[Start of section]
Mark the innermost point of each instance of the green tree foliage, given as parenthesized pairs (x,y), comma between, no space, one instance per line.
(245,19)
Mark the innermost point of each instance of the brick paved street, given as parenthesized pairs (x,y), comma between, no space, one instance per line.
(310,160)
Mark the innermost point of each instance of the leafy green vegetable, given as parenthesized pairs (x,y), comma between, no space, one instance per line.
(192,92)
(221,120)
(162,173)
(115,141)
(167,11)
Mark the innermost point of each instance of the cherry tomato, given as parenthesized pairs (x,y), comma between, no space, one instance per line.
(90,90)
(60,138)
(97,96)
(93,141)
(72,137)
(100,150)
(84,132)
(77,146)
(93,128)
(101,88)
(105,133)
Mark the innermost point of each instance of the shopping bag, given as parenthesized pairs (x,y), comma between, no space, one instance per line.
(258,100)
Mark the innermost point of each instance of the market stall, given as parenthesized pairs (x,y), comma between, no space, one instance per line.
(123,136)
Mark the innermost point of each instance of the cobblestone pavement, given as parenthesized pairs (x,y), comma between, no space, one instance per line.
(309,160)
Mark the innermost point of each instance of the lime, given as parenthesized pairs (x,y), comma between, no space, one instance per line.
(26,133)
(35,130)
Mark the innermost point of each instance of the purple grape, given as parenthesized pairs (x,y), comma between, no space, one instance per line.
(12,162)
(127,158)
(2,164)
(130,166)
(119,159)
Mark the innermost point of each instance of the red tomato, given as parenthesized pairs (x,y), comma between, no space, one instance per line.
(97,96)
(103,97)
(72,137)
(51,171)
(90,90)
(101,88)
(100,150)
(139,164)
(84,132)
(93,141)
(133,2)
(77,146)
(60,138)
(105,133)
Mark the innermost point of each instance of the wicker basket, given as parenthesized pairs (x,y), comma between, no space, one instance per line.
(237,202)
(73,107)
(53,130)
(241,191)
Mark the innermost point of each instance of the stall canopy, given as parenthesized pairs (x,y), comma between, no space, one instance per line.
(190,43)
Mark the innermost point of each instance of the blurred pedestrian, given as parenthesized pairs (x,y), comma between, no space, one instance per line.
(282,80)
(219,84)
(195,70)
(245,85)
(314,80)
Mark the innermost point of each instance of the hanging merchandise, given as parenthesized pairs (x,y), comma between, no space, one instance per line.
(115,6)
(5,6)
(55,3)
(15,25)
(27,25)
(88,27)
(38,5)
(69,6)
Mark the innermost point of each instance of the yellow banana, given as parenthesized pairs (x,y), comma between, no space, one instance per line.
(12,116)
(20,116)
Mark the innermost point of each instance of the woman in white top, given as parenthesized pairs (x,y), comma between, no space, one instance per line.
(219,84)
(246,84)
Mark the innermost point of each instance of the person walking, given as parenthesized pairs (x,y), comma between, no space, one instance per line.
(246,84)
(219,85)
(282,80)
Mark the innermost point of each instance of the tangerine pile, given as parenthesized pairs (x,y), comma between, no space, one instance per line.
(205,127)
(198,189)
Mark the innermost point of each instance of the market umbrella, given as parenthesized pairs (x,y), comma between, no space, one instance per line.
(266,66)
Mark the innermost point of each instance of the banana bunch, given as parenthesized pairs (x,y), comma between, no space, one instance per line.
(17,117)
[End of section]
### Task prompt
Transcribe the entire listing above exactly.

### Exercise solution
Mark the innermost point of each instance of the green tree foliage, given as parenthesized pairs (x,y), comma between, no space, one instance per line.
(245,19)
Mark the innermost point of each instance of the brick paved street, given as parenthesized pairs (x,y), comma between, no space, one instance per line.
(310,160)
Mark the innermost point of each instance of the leafy green vegetable, given as parenthesized pairs (x,y), comma between, no space, one instance per line.
(192,92)
(221,120)
(162,173)
(115,141)
(167,11)
Mark the innermost point of each instance of the cherry tomato, given as parenthesized pairs (x,y), comma between, no space, one instance per line.
(90,90)
(60,138)
(97,96)
(93,141)
(72,137)
(100,150)
(84,132)
(77,146)
(93,128)
(101,88)
(105,133)
Mark the innermost point of each instance of the shopping bag, given as parenthesized pairs (x,y), comma between, no space, one instance per line.
(258,100)
Mark the innermost point of each instance of the market stall, given as parenthesized pairs (x,y), comma between, no space, one instance per line.
(123,136)
Mark the innermost point of each instance of the cobblestone pavement, given as parenthesized pairs (x,y), comma between, no space, one instance per line.
(309,160)
Mark the innermost point of each instance of the lime, given as parenthesized pairs (x,y), comma between, no space, one instance per line.
(26,133)
(35,130)
Mark the innermost point of each instance of the purple grape, given as parenthesized pairs (x,y), comma between, no space, one instance per line.
(12,162)
(127,158)
(2,164)
(130,166)
(119,159)
Mark the innermost point of each instance of the red tomato, given as parenthesized pairs (x,y), comma between, no space, one instance per line.
(97,96)
(103,97)
(72,137)
(51,171)
(90,90)
(101,88)
(100,150)
(139,164)
(84,132)
(93,141)
(133,2)
(77,146)
(60,138)
(105,133)
Mark the innermost point of each instance of the wicker basket, given as parenthesized pairs (x,y), comma between, no space, one instance per line.
(237,202)
(73,107)
(53,130)
(241,191)
Mark the innermost point of each instance of the stall canopy, given as parenthesized pairs (x,y), comma between, no space, one instance per line.
(190,43)
Mark the innermost point of each instance of the blurred pedestrian, given as parenthesized pairs (x,y), comma between, no space, one instance per line.
(282,80)
(219,84)
(195,70)
(245,85)
(314,80)
Mark the innermost point of each instance of the hanging merchandise, given as parenthesized pairs (x,y), comma between, no space, one instance per line.
(115,6)
(5,6)
(55,3)
(15,25)
(27,25)
(88,27)
(38,5)
(69,6)
Mark the innermost point of each instance of the yellow banana, given as parenthesized pairs (x,y), comma between, no space, one instance per line.
(12,116)
(20,116)
Mark the innermost point of each instance of the woman in white top, given as parenthesized pairs (x,y), comma between, no space, one instance per line.
(219,84)
(246,84)
Mark the innermost point of each instance of the person walking, given as parenthesized pairs (x,y), comma between, no space, one instance per line.
(246,84)
(219,85)
(282,80)
Mark the innermost point of each instance of the tangerine pile, given as parenthesized pairs (x,y), comma between, no space, one instance per line.
(205,127)
(198,189)
Mark the innermost point of each instance of the market umbrella, given as parenthesized pairs (x,y), comma between, no space, one instance per line.
(266,66)
Mark the innermost point of each instance of the banana bunch, given as parenthesized pairs (x,y), comma between, no space, one instance per line.
(17,117)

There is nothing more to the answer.